In the Destiny networking text below, copy word for word the part that begins with the words "Here is a diagram" and ends with "multiple of those.".

━━ READING TEXT

Destiny has an extremely complex networking model. At any given time, your Destiny client could be connected to many other clients (consider the Tower), two to four activity hosts, two bubble hosts, and a world server. All these machines (this can end up being over 20 distinct processes) can generate actions that affect any of the other machines, so bugs can happen in very complicated ways! Usually players or testers (or asserts in code) only notice something going wrong on a single machine, which may only have a tiny piece of the puzzle. What to do? 

Enter the crash propagator: a tool we use to intentionally cause crashes at Bungie. Sound crazy? Read on!

Let’s start with an example. Imagine an AI combatant that doesn’t seem to be responding to anything the player does, including shooting it. Now that means that the client (the machine you’re playing Destiny 2 on) has likely become desynchronized with the bubble host (the server that keeps track of the active scripts and state for the part of the world that you’re playing in). It’s called a “bubble host” because we call each area of a Destiny destination (the Moon, European Dead Zone, etc.)  that you play in without going through a transition to a new area a “bubble.” 

So, our AI seems like it’s not doing what it should, and now it’s not clear if the problem is on the local client or the bubble host, or even something else! The problem might be caused by a setting that came down from our activity host, which is the server that controls the overall state of something that plays out over multiple bubbles, like a mission or a Strike.

Here is a diagram of what the Destiny ecosystem might look like. For simplicity’s sake, we’ve only included one world server (which is where your character information is stored); in the live game you might be connected to multiple of those.

━━━━
━━ EXCERPTED DATA

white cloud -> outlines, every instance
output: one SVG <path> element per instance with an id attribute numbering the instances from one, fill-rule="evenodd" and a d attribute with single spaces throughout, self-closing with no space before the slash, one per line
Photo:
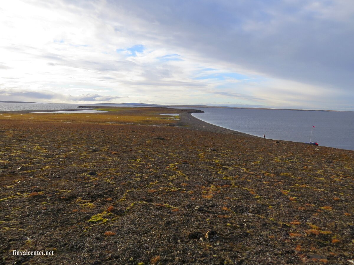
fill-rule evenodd
<path id="1" fill-rule="evenodd" d="M 5 1 L 0 92 L 352 109 L 353 13 L 344 0 Z M 230 73 L 246 78 L 200 78 Z"/>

━━━━

• COMPLETED TASK:
Here is a diagram of what the Destiny ecosystem might look like. For simplicity’s sake, we’ve only included one world server (which is where your character information is stored); in the live game you might be connected to multiple of those.